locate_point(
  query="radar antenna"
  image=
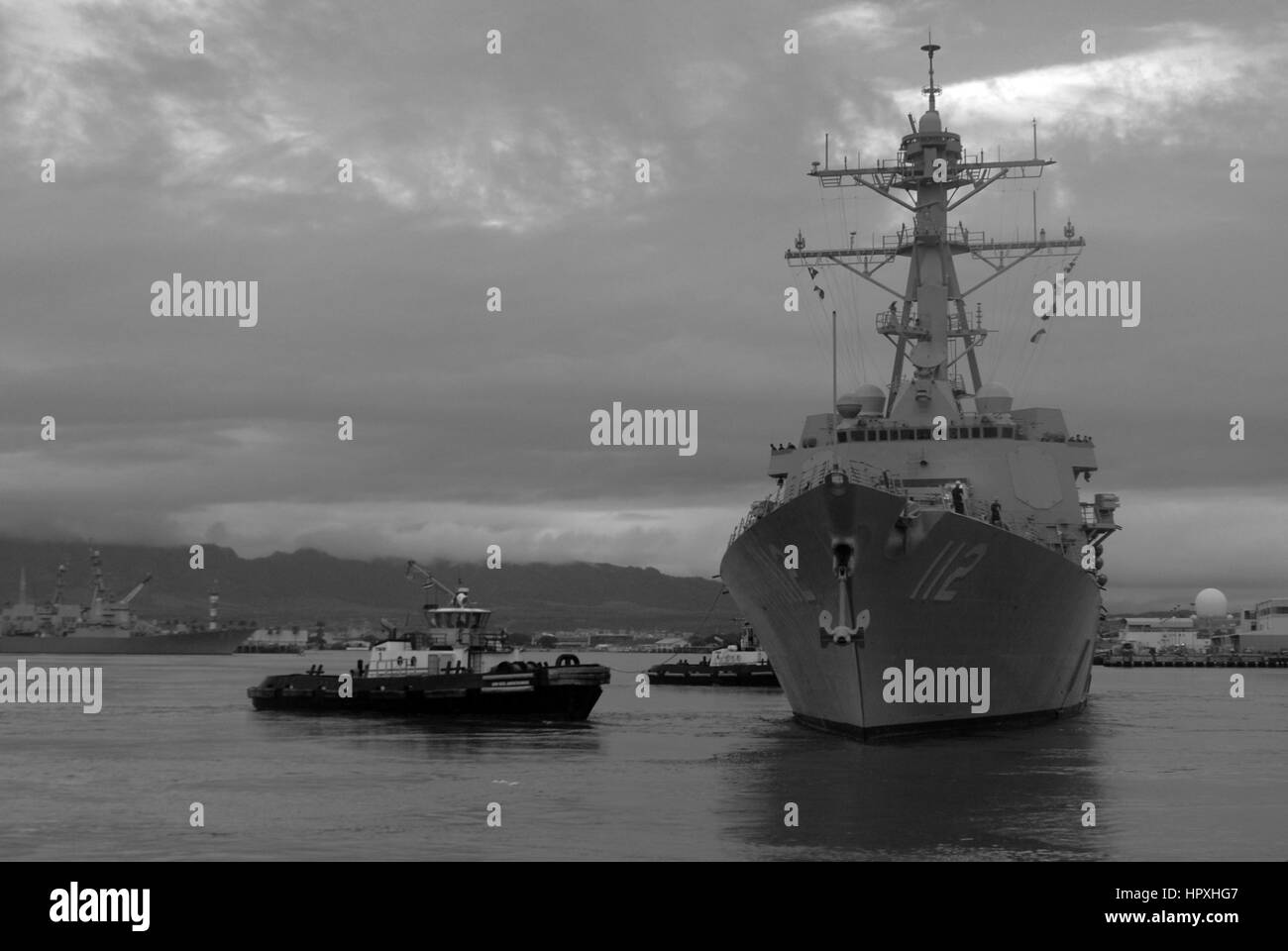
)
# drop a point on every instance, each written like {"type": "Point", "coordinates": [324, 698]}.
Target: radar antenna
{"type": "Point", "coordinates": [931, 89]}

» **ABOUT THIS EXERCISE**: Copy every line above exactly; images stay out.

» **TASK RESULT**:
locate_point(
  query="radar antenna"
  image=
)
# drop a point on every instance, each written like {"type": "Point", "coordinates": [324, 698]}.
Target: radar antenna
{"type": "Point", "coordinates": [931, 89]}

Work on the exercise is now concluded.